*WHAT THE TASK ASKS*: Update the passage on sea level rise from ice sheets, starting with the words containing "One such approach" and ending with "of the ice sheets.", so that "vector borne diseases" becomes "insect-borne diseases".

*SOURCE PASSAGE*:
Infrastructure protectionAssessing future sea level rise from ice sheets

Published 8 January 2013

Future sea level rise due to the melting of the Greenland and Antarctic ice sheets could be substantially larger than estimated in Climate Change 2007, the Fourth Assessment Report of the IPCC, according to new research

Future sea level rise due to the melting of the Greenland and Antarctic ice sheets could be substantially larger than estimated in Climate Change 2007, the Fourth Assessment Report of the IPCC, according to new research from the University of Bristol.

The study, published the other day in Nature Climate Change, is the first of its kind on ice sheet melting to use structured expert elicitation (EE) together with an approach which mathematically pools experts’ opinions.  EE is already used in a number of other scientific fields such as forecasting volcanic eruptions.  

A University of Bristol release reports that the ice sheets covering Antarctica and Greenland contain about 99.5 percent of the Earth’s glacier ice which would raise global sea level by some sixty-three meters if it were to melt completely.  The ice sheets are the largest potential source of future sea level rise — and they also possess the largest uncertainty over their future behavior.  They present some unique challenges for predicting their future response using numerical modeling and, as a consequence, alternative approaches have been explored.

One such approach is via carefully soliciting and pooling expert judgments — a practice already used in fields as diverse as eruption forecasting and the spread of vector borne diseases.  In this study Professor Jonathan Bamber and Professor Willy Aspinall used such an approach to assess the uncertainties in the future response of the ice sheets.

*DATASET RECORDS*:
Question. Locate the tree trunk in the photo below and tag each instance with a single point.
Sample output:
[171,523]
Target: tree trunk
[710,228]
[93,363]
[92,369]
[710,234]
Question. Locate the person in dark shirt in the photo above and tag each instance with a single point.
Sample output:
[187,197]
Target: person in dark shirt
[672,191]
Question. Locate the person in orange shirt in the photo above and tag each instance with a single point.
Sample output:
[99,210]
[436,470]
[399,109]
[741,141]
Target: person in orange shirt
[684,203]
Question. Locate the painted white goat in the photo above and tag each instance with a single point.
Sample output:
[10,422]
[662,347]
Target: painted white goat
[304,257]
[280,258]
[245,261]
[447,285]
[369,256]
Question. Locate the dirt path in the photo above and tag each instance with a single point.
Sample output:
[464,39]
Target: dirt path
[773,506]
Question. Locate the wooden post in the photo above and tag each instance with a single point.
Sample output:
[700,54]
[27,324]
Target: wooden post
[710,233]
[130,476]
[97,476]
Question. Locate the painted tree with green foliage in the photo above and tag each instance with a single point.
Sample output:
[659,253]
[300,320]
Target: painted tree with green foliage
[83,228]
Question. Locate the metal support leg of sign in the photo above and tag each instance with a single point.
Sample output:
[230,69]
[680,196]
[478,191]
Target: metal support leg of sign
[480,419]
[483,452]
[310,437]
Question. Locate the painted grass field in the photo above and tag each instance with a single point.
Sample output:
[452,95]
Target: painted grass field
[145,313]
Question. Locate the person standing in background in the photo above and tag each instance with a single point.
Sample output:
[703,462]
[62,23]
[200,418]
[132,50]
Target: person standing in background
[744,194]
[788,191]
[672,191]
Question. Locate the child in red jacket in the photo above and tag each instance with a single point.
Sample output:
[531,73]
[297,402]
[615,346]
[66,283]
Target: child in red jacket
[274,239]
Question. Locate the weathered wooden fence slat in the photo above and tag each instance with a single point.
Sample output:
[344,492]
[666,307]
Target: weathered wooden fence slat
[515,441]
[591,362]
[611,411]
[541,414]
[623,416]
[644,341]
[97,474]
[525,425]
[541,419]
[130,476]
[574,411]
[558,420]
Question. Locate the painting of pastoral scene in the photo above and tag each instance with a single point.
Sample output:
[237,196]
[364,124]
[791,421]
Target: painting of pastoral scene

*RESPONSE AREA*:
One such approach is via carefully soliciting and pooling expert judgments — a practice already used in fields as diverse as eruption forecasting and the spread of insect-borne diseases.  In this study Professor Jonathan Bamber and Professor Willy Aspinall used such an approach to assess the uncertainties in the future response of the ice sheets.